STATED EXERCISE. Express the rows below as a JSON list of strings, one string per line, omitting blank lines and the pictures.

----

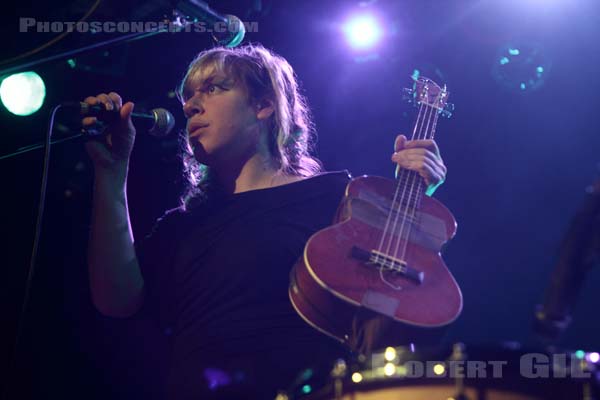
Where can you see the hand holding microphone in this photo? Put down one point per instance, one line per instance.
(119, 136)
(112, 153)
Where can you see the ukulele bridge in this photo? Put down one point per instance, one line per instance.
(387, 263)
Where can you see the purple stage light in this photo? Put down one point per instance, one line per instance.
(362, 31)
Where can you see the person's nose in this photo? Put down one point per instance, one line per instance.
(192, 106)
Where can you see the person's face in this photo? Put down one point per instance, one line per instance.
(223, 126)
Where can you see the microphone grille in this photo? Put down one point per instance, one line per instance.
(164, 122)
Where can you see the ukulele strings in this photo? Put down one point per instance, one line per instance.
(417, 179)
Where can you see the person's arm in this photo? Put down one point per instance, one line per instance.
(116, 283)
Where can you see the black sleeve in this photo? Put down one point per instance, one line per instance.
(155, 254)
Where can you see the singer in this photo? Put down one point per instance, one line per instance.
(214, 272)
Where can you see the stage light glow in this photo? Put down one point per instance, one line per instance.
(523, 67)
(593, 357)
(23, 93)
(390, 354)
(439, 369)
(362, 31)
(356, 377)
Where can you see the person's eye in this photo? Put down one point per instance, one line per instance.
(211, 89)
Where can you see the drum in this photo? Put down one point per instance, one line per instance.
(460, 373)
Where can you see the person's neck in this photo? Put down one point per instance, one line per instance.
(258, 172)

----

SOLUTION FOR THIS EXERCISE.
[
  "Where can you see the hand holding microphone in this photo? Put down one point per instance, one line per instance.",
  "(119, 136)",
  "(112, 153)",
  "Where can you see the ukulele bridge in this photo? Put down one point per instance, one line per instance.",
  "(387, 263)",
  "Where can you see the purple stage light in this photo? Put down one point per instance, one line per instance.",
  "(362, 31)",
  "Where can you see the person's nose in this photo? Put down one point per instance, one line per instance.",
  "(192, 106)",
  "Where can you see the person's face in this photo? Put down one point per instance, one line per instance.",
  "(223, 126)",
  "Where can you see the microphone grille in this photo? Put down one point per instance, one line per instance.",
  "(164, 122)",
  "Where can you see the ukulele strings in this photo? Put down one point per instance, one line per instance.",
  "(417, 179)",
  "Where can you see the person's arm in this photo? Put down one point per instance, one line per instance.",
  "(116, 283)",
  "Where can you see the black sleeve in this photo? Put down one point per instance, one line per instance.",
  "(155, 254)",
  "Where can you see the singer in this photo? Put down one point per instance, one line per instance.",
  "(214, 272)",
  "Where can you see the stage light glow in this photo? Put down one point per instance, one line per instance.",
  "(523, 67)",
  "(593, 357)",
  "(23, 93)",
  "(390, 354)",
  "(439, 369)",
  "(362, 31)",
  "(356, 377)",
  "Where can you see the person's eye in this photo? Put down one point per instance, one line per instance.",
  "(211, 89)",
  "Where can you see the drum in this photo? Put down one point per instance, one line per instance.",
  "(460, 373)",
  "Where can you see the person's neck in this photo? Put down one point per instance, one line per instance.",
  "(258, 172)"
]